Written task A => In the page on the Fourier cosine design matrix, what value is assumed for the model uncertainty δM for now?
Written task B => List every equation number that appears in the page on the Fourier cosine design matrix.

Page =>
What is the design matrix for a Fourier cosine series expansion with \(N_p\) terms (plus a constant)?

Hint

If \(f(x)\) is an even function with period \(2L\), a Fourier cosine expansion of \(f(x)\) with \(N_p\) terms (plus a constant) takes the form

\[ f(x)= \frac{a_0}{2} + \sum_{n=1}^{N_p} a_n \cos(\frac{n \pi x}{L}), \]

where the \(a_n\) are to be determined.

Answer

For convenience, let \(\omega = \pi/L\). Then the design matrix is:

(8.10)\[\begin{equation} \begin{bmatrix} 1 & \cos(\omega x_1) & \cos(2\omega x_1) & \dots & \cos(N_p \omega x_1) \\ 1 & \cos(\omega x_2) & \cos(2\omega x_2) & \dots & \cos(N_p \omega x_2) \\ 1 & \cos(\omega x_3) & \cos(2\omega x_3) & \dots & \cos(N_p \omega x_3) \\ \vdots & \vdots & \vdots & \ddots & \vdots\\ 1 & \cos(\omega x_{N_d}) & \cos(2\omega x_{N_d}) & \dots & \cos(N_p \omega x_{N_d}) \\ \end{bmatrix} \end{equation}\]

Next, using the column vector \(\parsLR\) for the parameters,

(8.11)\[\begin{equation} \parsLR = [\paraLR_0,\paraLR_1, \paraLR_2,\dots, \paraLR_{N_p-1}]^T, \end{equation}\]

we can write the general (additive) statistical model

(8.12)\[ \data = M(\parsLR) + \delta \data + \delta M. \]

with \(M(\parsLR) \rightarrow M(\parsLR; \inputt)\) as the matrix equation

(8.13)\[ \data = \dmat \parsLR + \residuals. \]

The last term \(\residuals\) is a column vector of so-called residuals. This term includes both the data uncertainty \(\delta\data\) and the model uncertainty \(\delta M\), i.e., it expresses the part of the dependent variable, for which we have data, that we cannot describe using a linear model. Formally, we can therefore write \(\residual_i = y_i - M_i\) and define the vector \(\residuals\) as

(8.14)\[\begin{equation} \residuals = [\residual_1,\residual_2, \residual_3,\dots, \residual_{N_d}]^T. \end{equation}\]

It is important to realize that our model \(M\) provides an approximate description of the data. For now we will take \(\delta M = 0\); that is, we assume that the entire residual is explained by data uncertainty. More generally we expect that \(\delta M \neq 0\) (this is often summarized as all models are wrong) because in a realistic setting we have no guarantee that the data is generated by a linear process. Of course, based on physics insight, or other assumptions, there might exist very good reasons for using a linear model to explain the data (taking into account \(\delta\data\)).

Data extract =>
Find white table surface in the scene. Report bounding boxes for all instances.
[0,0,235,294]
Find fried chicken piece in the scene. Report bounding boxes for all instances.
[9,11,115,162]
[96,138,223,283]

Exercise response A => δM is taken to be 0, so the entire residual is attributed to data uncertainty.

Exercise response B => (8.10), (8.11), (8.12), (8.13), (8.14)